> [DIRECTIONS FOR THIS TASK]
Reproduce the records below exactly, leaving their images out.

--- START ---

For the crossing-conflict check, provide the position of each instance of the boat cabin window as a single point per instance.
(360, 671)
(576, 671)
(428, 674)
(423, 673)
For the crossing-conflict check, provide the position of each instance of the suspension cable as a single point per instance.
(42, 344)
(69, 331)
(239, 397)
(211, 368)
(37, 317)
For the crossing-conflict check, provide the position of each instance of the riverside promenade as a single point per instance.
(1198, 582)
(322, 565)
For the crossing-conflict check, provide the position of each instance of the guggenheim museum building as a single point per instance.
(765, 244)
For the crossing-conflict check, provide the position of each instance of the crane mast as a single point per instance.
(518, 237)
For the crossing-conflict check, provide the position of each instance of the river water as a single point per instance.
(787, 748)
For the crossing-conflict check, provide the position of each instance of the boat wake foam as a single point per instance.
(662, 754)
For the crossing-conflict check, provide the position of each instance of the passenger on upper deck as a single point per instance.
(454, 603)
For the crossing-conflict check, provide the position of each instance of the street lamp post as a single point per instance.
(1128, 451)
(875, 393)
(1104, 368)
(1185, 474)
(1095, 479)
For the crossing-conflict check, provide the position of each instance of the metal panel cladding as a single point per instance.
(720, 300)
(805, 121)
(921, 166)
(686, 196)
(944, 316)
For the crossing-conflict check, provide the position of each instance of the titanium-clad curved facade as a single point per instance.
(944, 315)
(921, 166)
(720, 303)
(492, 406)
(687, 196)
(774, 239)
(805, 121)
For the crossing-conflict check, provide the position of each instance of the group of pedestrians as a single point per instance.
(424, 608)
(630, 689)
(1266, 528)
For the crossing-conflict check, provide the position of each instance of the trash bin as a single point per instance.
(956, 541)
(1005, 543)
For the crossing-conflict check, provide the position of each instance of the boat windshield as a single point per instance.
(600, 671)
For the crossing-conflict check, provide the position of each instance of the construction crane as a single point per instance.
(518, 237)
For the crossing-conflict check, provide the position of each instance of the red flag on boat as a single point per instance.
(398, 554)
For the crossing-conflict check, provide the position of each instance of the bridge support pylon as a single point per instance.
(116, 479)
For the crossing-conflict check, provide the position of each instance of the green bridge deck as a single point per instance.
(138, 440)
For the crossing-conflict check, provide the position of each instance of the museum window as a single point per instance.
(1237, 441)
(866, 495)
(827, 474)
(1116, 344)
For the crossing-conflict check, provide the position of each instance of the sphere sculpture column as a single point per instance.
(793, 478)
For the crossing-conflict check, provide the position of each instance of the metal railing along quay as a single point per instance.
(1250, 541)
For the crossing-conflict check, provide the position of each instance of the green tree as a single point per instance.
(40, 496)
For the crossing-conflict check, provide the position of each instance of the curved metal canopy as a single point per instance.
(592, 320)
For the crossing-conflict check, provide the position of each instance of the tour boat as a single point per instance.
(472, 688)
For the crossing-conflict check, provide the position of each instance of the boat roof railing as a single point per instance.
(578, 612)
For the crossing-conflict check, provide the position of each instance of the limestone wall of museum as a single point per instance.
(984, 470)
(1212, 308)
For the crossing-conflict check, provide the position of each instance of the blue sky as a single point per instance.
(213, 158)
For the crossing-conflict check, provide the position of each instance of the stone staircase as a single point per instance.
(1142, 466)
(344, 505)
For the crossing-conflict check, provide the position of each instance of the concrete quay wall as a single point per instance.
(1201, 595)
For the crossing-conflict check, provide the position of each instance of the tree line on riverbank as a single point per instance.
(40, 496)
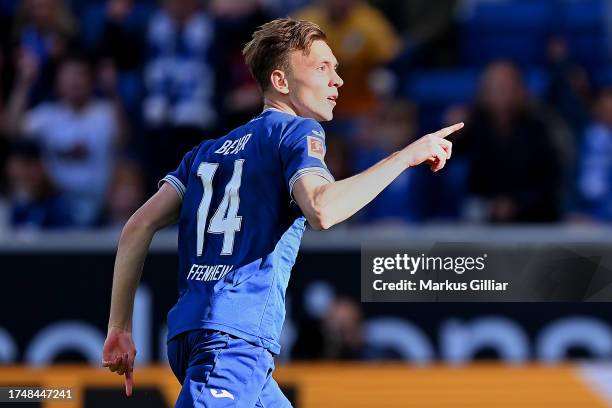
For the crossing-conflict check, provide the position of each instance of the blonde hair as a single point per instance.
(271, 44)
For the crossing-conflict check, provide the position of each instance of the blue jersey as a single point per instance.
(239, 232)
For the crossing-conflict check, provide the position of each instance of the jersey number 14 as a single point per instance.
(225, 220)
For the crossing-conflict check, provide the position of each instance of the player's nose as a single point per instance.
(336, 80)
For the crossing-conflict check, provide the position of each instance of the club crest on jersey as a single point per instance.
(316, 148)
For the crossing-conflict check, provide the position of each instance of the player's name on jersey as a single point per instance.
(233, 146)
(208, 273)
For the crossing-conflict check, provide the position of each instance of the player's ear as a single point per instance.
(279, 81)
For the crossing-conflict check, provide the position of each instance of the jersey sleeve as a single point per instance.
(178, 178)
(302, 152)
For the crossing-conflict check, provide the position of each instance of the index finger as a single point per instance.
(129, 382)
(448, 130)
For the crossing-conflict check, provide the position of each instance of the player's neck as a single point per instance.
(279, 105)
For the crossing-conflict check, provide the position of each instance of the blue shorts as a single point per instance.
(220, 370)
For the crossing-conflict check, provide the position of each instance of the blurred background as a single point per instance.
(99, 99)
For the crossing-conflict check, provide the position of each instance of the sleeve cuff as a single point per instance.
(315, 171)
(175, 183)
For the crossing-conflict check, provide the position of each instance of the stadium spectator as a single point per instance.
(77, 132)
(391, 127)
(569, 92)
(179, 84)
(238, 93)
(514, 163)
(123, 46)
(34, 201)
(363, 40)
(46, 30)
(125, 194)
(595, 163)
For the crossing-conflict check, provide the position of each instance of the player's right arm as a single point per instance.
(159, 211)
(325, 204)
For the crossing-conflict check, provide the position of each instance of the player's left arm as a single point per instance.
(159, 211)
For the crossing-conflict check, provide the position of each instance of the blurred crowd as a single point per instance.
(99, 99)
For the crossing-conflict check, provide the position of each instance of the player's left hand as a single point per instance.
(118, 355)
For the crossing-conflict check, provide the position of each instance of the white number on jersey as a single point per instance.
(225, 220)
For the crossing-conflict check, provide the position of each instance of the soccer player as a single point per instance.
(241, 202)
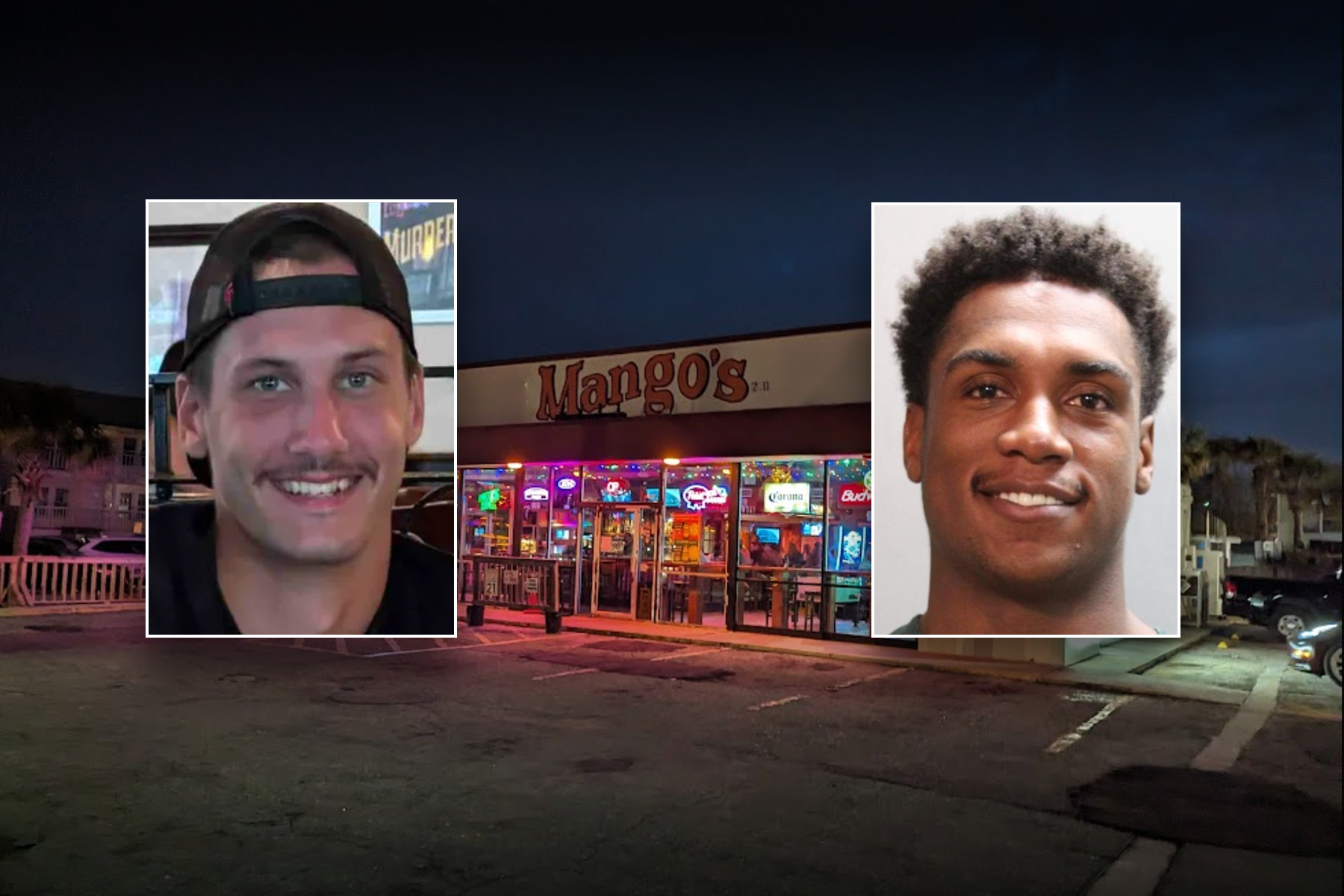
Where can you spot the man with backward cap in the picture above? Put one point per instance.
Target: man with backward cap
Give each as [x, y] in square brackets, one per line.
[299, 395]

--- END ---

> [RESULT]
For the crossing-conflict check, provide the position of each instance of the boat cabin window as a single point per instance.
(360, 671)
(576, 671)
(428, 674)
(423, 673)
For the crossing-conflict check, provide the position of each instance of the suspension cable as a single point per instance.
(42, 344)
(69, 331)
(239, 397)
(211, 368)
(37, 317)
For the crossing-conflict check, provide the position of each instance of the riverside promenade as a single point per instance.
(1198, 582)
(322, 565)
For the crossing-conflict check, provide the position of each instance of the guggenheim museum building as a single point per instance.
(765, 244)
For the crossing-conflict check, provide the position of each instance of the crane mast as a single point per instance.
(518, 237)
For the crossing-conflict check, provide the position of each instance of the river water as a single point per instance.
(787, 748)
For the crossing-conflict check, provide the position of each instance of the boat wake foam as a single point per instance.
(662, 754)
For the crossing-conflict check, provide the position of each instance of the passenger on upper deck as a single point per instance.
(454, 603)
For the crossing-conflict check, provide the position of each instance of the street lamp post as a single point per instance.
(1128, 451)
(875, 393)
(1104, 368)
(1185, 474)
(1095, 479)
For the crossing-conflict check, provide the position of each instance of the metal panel cladding as a single point per instance.
(720, 300)
(805, 121)
(921, 166)
(686, 196)
(944, 316)
For the crossing-conflict check, provide the position of each instance of the titanium-clad curved facade as a single point per instance.
(944, 315)
(921, 166)
(720, 303)
(492, 406)
(687, 196)
(774, 239)
(805, 121)
For the crossing-conflict check, provide the position of each instance of the group of pedestrians as a single point per instance.
(424, 608)
(630, 689)
(1266, 528)
For the crossing-conflict check, provide the position of each instance of the trash bin as a single point per instance.
(956, 541)
(1005, 543)
For the crossing-conflict check, provide the position of each instance of the boat windshield as a single point per instance.
(600, 671)
For the crossing-conflict check, provide the position of each instance of the construction crane as a single point per instance.
(518, 237)
For the crossing-conflict check, provide the position of each instance of the red flag on boat as a single point per instance.
(398, 554)
For the crossing-conflict check, provide the position of each instance of the bridge support pylon as a single point per instance.
(116, 479)
For the crossing-conflict check, provide the position of each instance of the green bridge deck as a single point per instance.
(138, 440)
For the crossing-conflict check, provide the position of each instance of the museum window as a single point per instance.
(1237, 441)
(866, 495)
(827, 474)
(1116, 344)
For the crossing-conflict check, provide the position of each instance of the sphere sculpture column as a single point per instance.
(793, 478)
For the crossing-conflict check, provide the position of each instance of the metal railing along quay as a single point per instance.
(1250, 541)
For the crossing-conflict check, provide the position of each instance of the green tree as a single point per instance.
(40, 496)
For the crossing-conflict check, provide the position of each instance of the curved metal canopy as a single point per instance.
(592, 320)
For the crossing-conflict check, provide the position of each instance of the tour boat as a single point per instance.
(472, 688)
For the crossing-conflict check, provide the position of each instance of the boat roof railing as a single point per instance.
(578, 612)
For the crossing-conflict check, provide the position of each instance of the limestone wall of museum as a single point per instance.
(984, 470)
(1212, 308)
For the crossing-conflict check, provide the position of each instance of the blue sky as a single point per instance.
(213, 158)
For the crossing-conflict check, provide the position of each instance of the stone staircase as a single point per instance.
(1142, 466)
(344, 505)
For the crossing-conflict check, provide the position of each instance of the concrete quay wall as a single point per instance.
(1201, 595)
For the crossing-conflict check, provide the position of each instance of the tree line on riverbank as a single point per instance.
(40, 496)
For the crossing-conflict check, provide the position of each instance of the blonde hair as a single point per instance.
(271, 44)
For the crossing-conflict check, provide the position of each instance of the blue jersey as a single point per instance.
(239, 232)
For the crossing-conflict check, provide the position of each instance of the jersey number 14 as a single point per instance.
(225, 220)
For the crossing-conflict check, provide the position of each instance of the player's nose as a single point per instance.
(336, 80)
For the crossing-conflict check, provide the position of each instance of the club crest on jersey as a single point per instance.
(316, 148)
For the crossing-conflict check, provide the position of each instance of the player's name on jersey as a single point per instance.
(233, 146)
(208, 273)
For the crossing-conflict check, provide the position of each instance of the player's ear as a single point per instance.
(279, 81)
For the crossing-conflict check, provide the position of each instance of the jersey sleeve as a single point per instance.
(178, 178)
(302, 152)
For the crossing-conflict check, provide the position of each instance of the index finger as a single point per instance.
(129, 382)
(448, 130)
For the crossing-conflict check, provide the position of each instance of the player's neck as a single point per instance.
(279, 105)
For the crossing-conflict check, provide the position of each instance of the blue shorts as a single point per instance.
(220, 370)
For the crossing-conflict check, provide the position of each instance of the blurred background as a single point per instance.
(99, 99)
For the crossing-conflict check, provide the position of each instance of the sleeve cuff as a single point per instance.
(315, 171)
(175, 183)
For the crossing-conflict check, provide the position of each instance of the stadium spectator as a single point per instance.
(77, 132)
(391, 127)
(569, 92)
(179, 84)
(238, 93)
(514, 163)
(123, 46)
(34, 201)
(363, 40)
(46, 30)
(125, 194)
(595, 163)
For the crossing-conflict check, provide the position of each instance of the player's right arm as a single point per instance.
(159, 211)
(325, 204)
For the crossing-conflict check, provide the position of each instance of the player's left arm as a single point per instance.
(159, 211)
For the crossing-conflict check, provide the position of each instance of the blurred crowd as a single point per instance.
(99, 99)
For the crossing-conflict check, provide the position of each instance of the player's left hand as a single point per instance.
(118, 355)
For the crossing-conflict check, provide the position of each instance of the white number on jersey as a single point per instance.
(225, 220)
For the crossing-conflict check, provide the position of each instance of the soccer player as a single point per instance.
(241, 202)
Where can you spot the man with backward cap in the picture above? Put one point per instance.
Target: man with backward cap
Give each as [x, y] in square brackets, one per line.
[299, 395]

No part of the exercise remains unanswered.